Aim of the task: Lay out everything from the very first line below down to the line holding "297,90,326,184", both included, as a JSON list of strings with one string per line. Leave out any blank lines.

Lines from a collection
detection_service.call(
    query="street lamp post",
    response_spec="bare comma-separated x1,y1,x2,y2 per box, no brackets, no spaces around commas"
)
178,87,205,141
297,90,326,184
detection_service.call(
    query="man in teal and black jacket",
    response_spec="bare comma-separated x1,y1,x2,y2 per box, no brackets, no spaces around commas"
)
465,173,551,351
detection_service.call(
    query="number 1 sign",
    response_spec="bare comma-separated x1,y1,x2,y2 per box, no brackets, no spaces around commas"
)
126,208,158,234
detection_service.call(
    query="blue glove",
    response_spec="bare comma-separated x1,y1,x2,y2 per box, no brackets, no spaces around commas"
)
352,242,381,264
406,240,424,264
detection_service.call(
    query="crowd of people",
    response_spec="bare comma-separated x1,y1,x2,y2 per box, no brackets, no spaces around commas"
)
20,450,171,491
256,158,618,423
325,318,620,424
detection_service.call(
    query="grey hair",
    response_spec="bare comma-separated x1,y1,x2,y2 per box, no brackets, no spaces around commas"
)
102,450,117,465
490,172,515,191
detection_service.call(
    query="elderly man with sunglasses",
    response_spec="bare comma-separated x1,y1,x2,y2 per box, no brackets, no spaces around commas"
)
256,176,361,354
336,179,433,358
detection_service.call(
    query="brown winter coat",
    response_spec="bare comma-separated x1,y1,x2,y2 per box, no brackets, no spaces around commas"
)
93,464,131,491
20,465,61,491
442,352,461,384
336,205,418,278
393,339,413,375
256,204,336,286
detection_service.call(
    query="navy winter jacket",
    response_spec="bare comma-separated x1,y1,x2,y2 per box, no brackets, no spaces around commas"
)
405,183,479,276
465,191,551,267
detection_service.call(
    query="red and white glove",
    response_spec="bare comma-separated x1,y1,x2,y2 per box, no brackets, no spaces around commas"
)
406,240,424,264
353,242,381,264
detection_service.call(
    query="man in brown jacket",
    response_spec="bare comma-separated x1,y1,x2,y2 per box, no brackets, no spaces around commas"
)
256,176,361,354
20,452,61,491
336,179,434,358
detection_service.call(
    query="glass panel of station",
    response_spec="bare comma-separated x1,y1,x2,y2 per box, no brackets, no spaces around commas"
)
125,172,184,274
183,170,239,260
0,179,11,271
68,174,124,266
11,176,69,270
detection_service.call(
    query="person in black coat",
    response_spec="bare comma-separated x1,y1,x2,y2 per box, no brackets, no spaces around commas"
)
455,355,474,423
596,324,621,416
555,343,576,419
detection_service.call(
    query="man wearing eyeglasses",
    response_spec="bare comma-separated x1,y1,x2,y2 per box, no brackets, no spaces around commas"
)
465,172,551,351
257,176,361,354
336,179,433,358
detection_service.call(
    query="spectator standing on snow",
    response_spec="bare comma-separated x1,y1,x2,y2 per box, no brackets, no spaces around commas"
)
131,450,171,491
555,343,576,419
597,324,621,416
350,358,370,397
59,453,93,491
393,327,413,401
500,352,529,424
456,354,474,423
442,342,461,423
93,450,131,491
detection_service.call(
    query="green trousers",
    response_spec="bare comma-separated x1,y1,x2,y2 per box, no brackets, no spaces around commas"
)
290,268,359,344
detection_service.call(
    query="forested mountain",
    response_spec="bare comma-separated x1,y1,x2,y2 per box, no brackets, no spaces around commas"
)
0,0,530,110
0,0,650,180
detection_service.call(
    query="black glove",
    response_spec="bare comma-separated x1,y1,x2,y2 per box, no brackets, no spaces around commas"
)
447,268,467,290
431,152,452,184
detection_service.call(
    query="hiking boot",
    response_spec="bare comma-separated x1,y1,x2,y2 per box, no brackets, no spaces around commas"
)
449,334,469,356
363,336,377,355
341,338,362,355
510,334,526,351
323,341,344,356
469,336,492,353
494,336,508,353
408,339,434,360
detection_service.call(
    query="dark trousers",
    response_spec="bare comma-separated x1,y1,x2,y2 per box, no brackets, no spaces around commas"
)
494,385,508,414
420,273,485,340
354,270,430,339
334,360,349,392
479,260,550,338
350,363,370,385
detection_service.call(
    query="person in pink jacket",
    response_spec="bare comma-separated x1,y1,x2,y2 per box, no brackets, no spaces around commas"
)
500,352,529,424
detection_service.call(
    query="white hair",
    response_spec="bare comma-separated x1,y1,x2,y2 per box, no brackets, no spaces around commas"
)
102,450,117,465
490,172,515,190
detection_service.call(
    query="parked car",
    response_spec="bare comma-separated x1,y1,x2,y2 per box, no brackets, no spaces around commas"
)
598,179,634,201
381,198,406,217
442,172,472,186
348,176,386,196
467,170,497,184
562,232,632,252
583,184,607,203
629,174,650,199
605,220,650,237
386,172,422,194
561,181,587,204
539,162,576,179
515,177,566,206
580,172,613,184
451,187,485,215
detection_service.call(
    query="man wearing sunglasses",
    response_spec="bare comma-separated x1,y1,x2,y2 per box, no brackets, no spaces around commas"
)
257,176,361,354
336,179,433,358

Reply to the exercise:
[
  "detection_service.call(",
  "    query=\"street lamp post\",",
  "    response_spec=\"bare comma-separated x1,y1,x2,y2 per box, no brackets, no spaces around commas\"",
  ")",
  "178,87,205,141",
  "297,90,326,184"
]